The task
Render every line of the data below as a JSON list of strings, one string per line, and leave out any blank lines.

Material supplied
— begin —

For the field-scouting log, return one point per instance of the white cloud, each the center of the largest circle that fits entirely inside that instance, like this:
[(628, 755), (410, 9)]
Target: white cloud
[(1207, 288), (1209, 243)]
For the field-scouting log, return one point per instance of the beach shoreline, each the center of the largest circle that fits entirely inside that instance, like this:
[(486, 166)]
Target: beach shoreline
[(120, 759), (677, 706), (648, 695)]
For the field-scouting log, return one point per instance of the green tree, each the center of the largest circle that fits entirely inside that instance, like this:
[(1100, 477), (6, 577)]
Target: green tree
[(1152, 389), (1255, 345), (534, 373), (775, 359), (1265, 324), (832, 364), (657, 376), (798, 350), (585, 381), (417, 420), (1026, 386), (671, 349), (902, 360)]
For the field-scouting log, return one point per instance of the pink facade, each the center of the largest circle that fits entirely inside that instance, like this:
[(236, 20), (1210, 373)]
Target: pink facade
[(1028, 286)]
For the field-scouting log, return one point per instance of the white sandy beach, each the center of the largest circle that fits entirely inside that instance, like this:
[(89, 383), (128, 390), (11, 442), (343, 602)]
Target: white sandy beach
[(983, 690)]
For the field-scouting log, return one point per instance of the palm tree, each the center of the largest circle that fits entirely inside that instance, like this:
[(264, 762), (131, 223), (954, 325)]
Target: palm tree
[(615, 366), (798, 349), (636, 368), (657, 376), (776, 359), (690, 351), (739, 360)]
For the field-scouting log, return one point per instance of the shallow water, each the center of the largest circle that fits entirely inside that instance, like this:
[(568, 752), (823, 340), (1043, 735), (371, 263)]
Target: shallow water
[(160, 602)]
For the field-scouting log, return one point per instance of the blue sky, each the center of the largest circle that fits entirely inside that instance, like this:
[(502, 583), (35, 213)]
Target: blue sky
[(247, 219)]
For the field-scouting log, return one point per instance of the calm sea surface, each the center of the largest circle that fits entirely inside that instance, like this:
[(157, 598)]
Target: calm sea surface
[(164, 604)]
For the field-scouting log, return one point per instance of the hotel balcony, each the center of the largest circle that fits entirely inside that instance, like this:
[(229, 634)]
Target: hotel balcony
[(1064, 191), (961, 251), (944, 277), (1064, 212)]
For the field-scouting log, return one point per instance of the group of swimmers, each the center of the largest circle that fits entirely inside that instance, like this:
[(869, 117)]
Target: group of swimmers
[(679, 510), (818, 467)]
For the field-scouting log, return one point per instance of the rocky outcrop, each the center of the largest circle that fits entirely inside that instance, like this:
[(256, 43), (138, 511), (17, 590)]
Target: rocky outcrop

— end —

Full solution
[
  "For the field-scouting log, return one point per instance of the white cloud, each the center of the largest circle that fits entirely inside that instance, like this:",
  "[(628, 755), (410, 9)]",
  "Target: white cloud",
  "[(1207, 288), (1209, 243)]",
  "For the field-scouting log, return one point per instance of the beach shoreline, each the center of the largest circle that fits entirely inside that instance, like this:",
  "[(486, 166)]",
  "Target: beach shoreline",
  "[(120, 759), (677, 706), (648, 695)]",
  "For the field-scouting log, return one point per instance of the green tree, each the center of the largest circle that fits entirely inside that instance, like this:",
  "[(1100, 477), (6, 577)]",
  "Target: green tree",
  "[(1152, 389), (1255, 345), (534, 373), (775, 359), (1265, 324), (832, 364), (657, 376), (798, 350), (585, 381), (417, 420), (1026, 386), (671, 349), (902, 360)]",
  "For the field-scouting log, return one point per instance of the pink facade, each the center of the largest circle that fits entirely inside that instance, like this:",
  "[(236, 20), (1210, 373)]",
  "Target: pink facade",
  "[(1028, 286)]",
  "For the field-scouting log, return one point per instance of the white sandy beach, each the center of the largest circle that fits entirely inside that instance, like this:",
  "[(89, 383), (128, 390), (11, 442), (343, 602)]",
  "Target: white sandy beach",
  "[(983, 690)]",
  "For the field-scouting log, return one point per instance of the palm tree, each the center of the largest circle that fits entirely inside that instance, like this:",
  "[(264, 762), (131, 223), (954, 325)]",
  "Target: palm tree",
  "[(615, 366), (798, 349), (636, 368), (657, 376), (776, 359), (690, 351), (739, 360)]",
  "For the field-scouting log, return one point per instance of the shallow water, each the center of the largest circle that fits entirely inside that instance, like this:",
  "[(568, 752), (823, 340), (1043, 735), (371, 263)]",
  "Target: shallow water",
  "[(160, 602)]",
  "For the field-scouting log, return one point per instance of the blue sky, each the center of the largest circle that fits entirely inside that instance, like this:",
  "[(502, 583), (35, 213)]",
  "Target: blue sky",
  "[(247, 219)]",
  "For the field-scouting log, return one point per instance of the calm sea surface, each the center of the largest circle that fits entirely inside that instance, like this:",
  "[(157, 598)]",
  "Target: calm sea surface",
  "[(164, 604)]",
  "For the field-scouting log, return one point per instance of the hotel balcony, each the center of the largest circle that fits entirely inside that instance, like this:",
  "[(229, 634)]",
  "Target: hotel balcony",
  "[(1064, 191), (961, 251), (944, 277), (1064, 212)]",
  "For the field-scouting log, return one point per instance of the group of swimmers, each the center of the largest circle that fits entirely inside that instance, like this:",
  "[(869, 117)]",
  "Target: group of swimmers",
  "[(679, 510), (818, 467)]",
  "For the field-scouting log, return one point per instance of the rocky outcrop, each the center of the largest circle that fits entirely inside that instance, like this:",
  "[(256, 43), (138, 511), (17, 590)]",
  "Target: rocky outcrop"
]